** begin Exercise data **

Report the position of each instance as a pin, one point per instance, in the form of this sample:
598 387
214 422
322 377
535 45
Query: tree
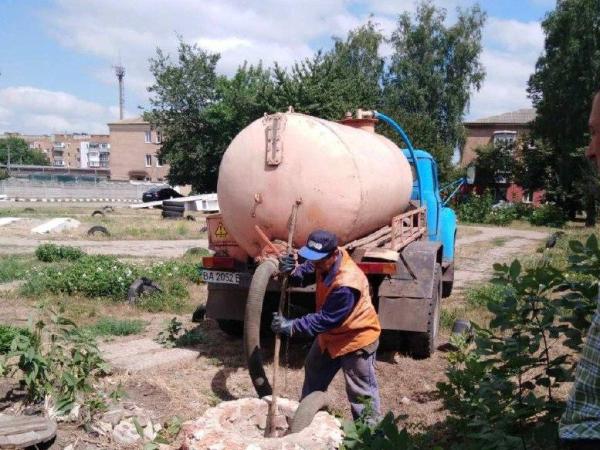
200 112
20 153
182 93
431 74
343 79
561 88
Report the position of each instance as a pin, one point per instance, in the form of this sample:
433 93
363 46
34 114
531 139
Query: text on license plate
214 276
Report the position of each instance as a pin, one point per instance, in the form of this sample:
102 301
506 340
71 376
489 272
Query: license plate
214 276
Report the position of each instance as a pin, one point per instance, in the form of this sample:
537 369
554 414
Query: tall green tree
20 153
561 88
433 70
343 79
180 97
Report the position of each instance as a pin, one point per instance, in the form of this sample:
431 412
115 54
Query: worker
580 424
345 323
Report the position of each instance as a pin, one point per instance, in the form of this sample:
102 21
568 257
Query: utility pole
8 161
120 73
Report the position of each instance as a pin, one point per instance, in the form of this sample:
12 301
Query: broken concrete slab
8 220
56 225
239 424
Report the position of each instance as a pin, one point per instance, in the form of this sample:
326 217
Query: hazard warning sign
221 232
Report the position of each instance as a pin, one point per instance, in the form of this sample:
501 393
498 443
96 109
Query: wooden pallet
25 431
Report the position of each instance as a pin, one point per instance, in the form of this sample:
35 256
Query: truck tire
422 345
447 288
234 328
98 229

** end Exercise data **

• What this task involves
Reproduce every one of the entries above, switching "license plate" to "registration plate" wherever it appears and leaving everything else unchanged. Omit the pictures from your reproduction.

• Worked answer
Report the position of each instance as a pin, one point per instance, in the form of this sample:
598 387
214 422
322 377
535 45
Query: tree
200 112
20 153
182 93
431 74
343 79
561 88
Report the position of each instance as a pin, one point per instance, in the form of this sample:
433 93
363 46
34 114
531 139
Query: text on registration plate
214 276
Report the position of each instance as a pin, one point per instance, in the form of this sample:
102 301
506 340
71 376
489 272
Query: registration plate
214 276
Report the position of each instance as a pin, one point per instance, in the form of this sample:
537 369
554 414
Query: tall green tree
20 153
561 88
433 70
343 79
180 97
Report the position of each instance as a pin, one point per instance, in the form of this sample:
431 412
115 54
Query: worker
580 424
345 323
Report the position of each instance as a pin, one point per instance, in the form of this sample:
102 21
568 257
Query: utility pole
8 161
120 73
Report the position of each instance as a pin, one point per instance, in the form of this sample:
12 301
Query: broken concrete slab
8 220
56 225
239 424
Report the position of each instance as a pin, one point per instance, in the form of this sample:
326 217
Query: hazard warning sign
221 232
Report the position of each instance as a pin, one point per instance, in the form of this sample:
501 393
498 443
96 109
Query: wooden pallet
25 431
Report the position of each instance as a pin, one point per instance, in the form of this sample:
35 256
Query: truck tire
422 345
447 288
234 328
98 229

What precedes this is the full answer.